Cuplikan Halaman:

Ba’da subuh, Kamal Sueb sudah datang ke SIE (Sekolah Ilmu Eksakta) tempat saya mengajar dan meneliti. Tentu saja hendak belajar ilmu eksakta: matematika, fisika, kimia. Tidak tentu, tergantung tema atau soal apa yang hendak didiskusikan.

“Naik apa Kamal?” Saya bertanya karena tidak terdengar suara mobil dan saya tahu Kamal tidak bisa naik sepeda motor.

“Naik becak, Pak.”

Saya mengenal remaja ini sejak kelas 7 SMP Negeri 7 Kota Tegal, yang saat itu berstatus RSBI (Rintisan Sekolah Bertaraf Internasional). Bersamanya, satu tim di SIE, adalah Arya Pratama dan Syaifullah Hanif.

Tapi yang kemudian lebih sering bersama adalah Kamal dan Arya. Hanif sering sendirian. Perpaduan yang unik. Sebab, karakter kedua ini cukup mencolok: Kamal sangat supel, Arya pendiam. Kesamaan keduanya: sangat cerdas. Keduanya kini tercatat sebagai mahasiswa ITB.

Namun, Kamal tertinggal tahun kuliah dibanding Arya dan Syaifullah Hanif. Arya di FMIPA ITB, Hanif di FK Unair. Sebab, Kamal tampaknya ingin melengkapi pengalamannya di dunia pendidikan. Pebasket yang sempat menjadi ketua OSIS di SMP Negeri 7 dan SMA Negeri 1 Kota Tegal ini tertarik mencicipi pendidikan di Jerman hampir selama satu tahun (2017-2018).

Tujuan Latihan: Dalam cuplikan tentang Kamal Sueb, kendaraan apa yang dinaiki Kamal ketika datang ke SIE? Daftar berikut tidak diperlukan untuk mengerjakan latihan ini.

Bahan yang Disediakan:
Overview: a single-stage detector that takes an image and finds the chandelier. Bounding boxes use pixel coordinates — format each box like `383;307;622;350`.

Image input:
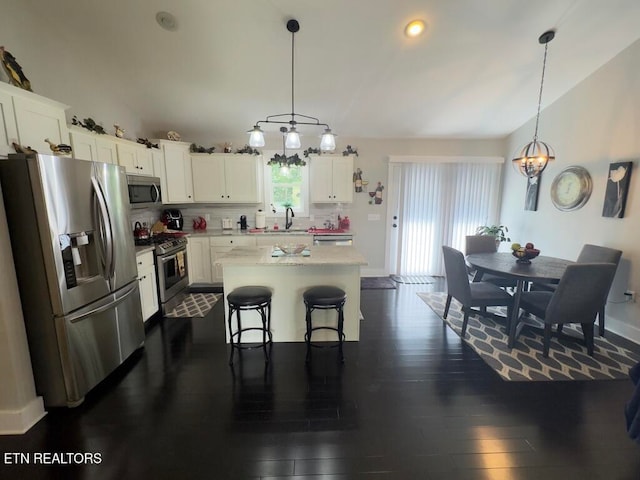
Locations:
247;19;336;152
512;30;556;177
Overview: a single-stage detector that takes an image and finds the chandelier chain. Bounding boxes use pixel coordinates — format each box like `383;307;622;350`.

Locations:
533;42;549;142
291;26;296;125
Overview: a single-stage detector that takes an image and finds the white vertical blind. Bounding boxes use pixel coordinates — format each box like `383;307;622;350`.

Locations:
399;163;502;276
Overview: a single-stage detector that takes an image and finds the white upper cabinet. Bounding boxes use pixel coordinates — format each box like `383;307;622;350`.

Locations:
115;139;154;176
69;125;118;164
309;155;353;203
0;83;69;154
154;140;193;204
191;153;262;203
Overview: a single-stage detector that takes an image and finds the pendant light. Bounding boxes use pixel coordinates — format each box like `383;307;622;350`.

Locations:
512;30;556;177
247;19;336;152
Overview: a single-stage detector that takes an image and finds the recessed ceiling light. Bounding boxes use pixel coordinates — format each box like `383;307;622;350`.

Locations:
404;20;425;38
156;12;178;32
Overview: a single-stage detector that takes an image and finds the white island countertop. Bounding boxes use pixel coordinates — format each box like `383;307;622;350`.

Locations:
217;245;367;344
217;245;367;266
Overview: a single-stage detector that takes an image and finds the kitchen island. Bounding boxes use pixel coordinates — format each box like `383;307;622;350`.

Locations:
217;245;367;343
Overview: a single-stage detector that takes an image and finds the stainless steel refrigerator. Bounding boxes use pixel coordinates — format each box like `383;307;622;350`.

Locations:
0;154;144;407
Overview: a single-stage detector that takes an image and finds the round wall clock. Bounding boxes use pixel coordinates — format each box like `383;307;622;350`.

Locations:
551;166;592;212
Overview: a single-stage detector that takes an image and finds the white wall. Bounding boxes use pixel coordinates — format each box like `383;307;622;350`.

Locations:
500;41;640;343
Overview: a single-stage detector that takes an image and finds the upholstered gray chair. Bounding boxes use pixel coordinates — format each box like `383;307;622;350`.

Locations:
531;243;622;337
465;235;517;288
442;245;513;337
519;263;616;357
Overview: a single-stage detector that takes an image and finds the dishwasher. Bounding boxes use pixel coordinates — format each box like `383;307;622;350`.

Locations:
313;234;353;245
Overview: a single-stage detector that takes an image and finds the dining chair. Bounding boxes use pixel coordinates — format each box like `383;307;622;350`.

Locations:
519;263;616;357
442;245;513;338
530;243;622;337
464;235;517;288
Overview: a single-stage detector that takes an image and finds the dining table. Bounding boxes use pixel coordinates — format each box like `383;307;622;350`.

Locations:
466;252;574;348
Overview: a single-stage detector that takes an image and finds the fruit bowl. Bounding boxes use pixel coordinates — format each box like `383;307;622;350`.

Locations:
511;242;540;263
275;243;307;255
511;248;540;263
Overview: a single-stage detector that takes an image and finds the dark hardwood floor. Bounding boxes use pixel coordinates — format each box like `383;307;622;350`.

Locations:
0;284;640;480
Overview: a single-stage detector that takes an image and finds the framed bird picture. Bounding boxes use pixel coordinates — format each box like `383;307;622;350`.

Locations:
0;47;33;92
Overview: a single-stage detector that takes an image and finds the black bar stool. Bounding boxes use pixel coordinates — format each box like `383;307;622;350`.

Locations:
303;285;347;363
227;286;273;365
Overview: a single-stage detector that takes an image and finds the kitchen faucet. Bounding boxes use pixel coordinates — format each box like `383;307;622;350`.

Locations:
284;207;295;230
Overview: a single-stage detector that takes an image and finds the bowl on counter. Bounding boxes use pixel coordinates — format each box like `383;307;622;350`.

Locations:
274;243;307;255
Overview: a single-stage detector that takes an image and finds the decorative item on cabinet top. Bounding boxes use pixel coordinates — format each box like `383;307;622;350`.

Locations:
137;138;160;148
0;47;33;92
189;143;216;154
44;138;72;155
71;115;107;134
12;142;38;153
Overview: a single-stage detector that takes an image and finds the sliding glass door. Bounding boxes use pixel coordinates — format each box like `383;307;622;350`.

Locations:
388;159;502;276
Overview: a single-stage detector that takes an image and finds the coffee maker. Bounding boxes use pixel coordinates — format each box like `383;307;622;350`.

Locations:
162;209;184;230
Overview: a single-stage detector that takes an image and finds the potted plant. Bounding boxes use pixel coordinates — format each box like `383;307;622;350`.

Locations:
476;225;511;244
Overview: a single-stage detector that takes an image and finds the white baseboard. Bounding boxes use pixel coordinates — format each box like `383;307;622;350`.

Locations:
608;317;640;345
360;268;389;277
0;397;47;435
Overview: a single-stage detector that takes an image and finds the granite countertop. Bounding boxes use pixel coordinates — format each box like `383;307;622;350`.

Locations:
184;228;354;237
216;245;367;266
136;245;156;255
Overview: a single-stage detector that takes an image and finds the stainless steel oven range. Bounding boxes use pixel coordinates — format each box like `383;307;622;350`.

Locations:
155;237;189;315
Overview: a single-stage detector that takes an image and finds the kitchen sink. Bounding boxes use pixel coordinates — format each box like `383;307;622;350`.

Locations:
249;228;309;235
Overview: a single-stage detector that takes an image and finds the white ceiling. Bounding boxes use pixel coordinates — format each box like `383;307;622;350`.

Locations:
13;0;640;139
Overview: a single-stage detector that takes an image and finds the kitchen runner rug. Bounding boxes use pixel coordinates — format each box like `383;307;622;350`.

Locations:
165;293;220;318
391;275;433;284
418;292;640;381
360;277;397;290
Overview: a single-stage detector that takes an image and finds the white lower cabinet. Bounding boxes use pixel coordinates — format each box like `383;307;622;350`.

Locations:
256;233;313;247
187;236;213;284
210;236;256;283
136;251;158;322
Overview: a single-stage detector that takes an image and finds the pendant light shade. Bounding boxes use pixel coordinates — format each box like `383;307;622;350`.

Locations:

Hasil yang Diharapkan: Kamal datang ke SIE naik becak.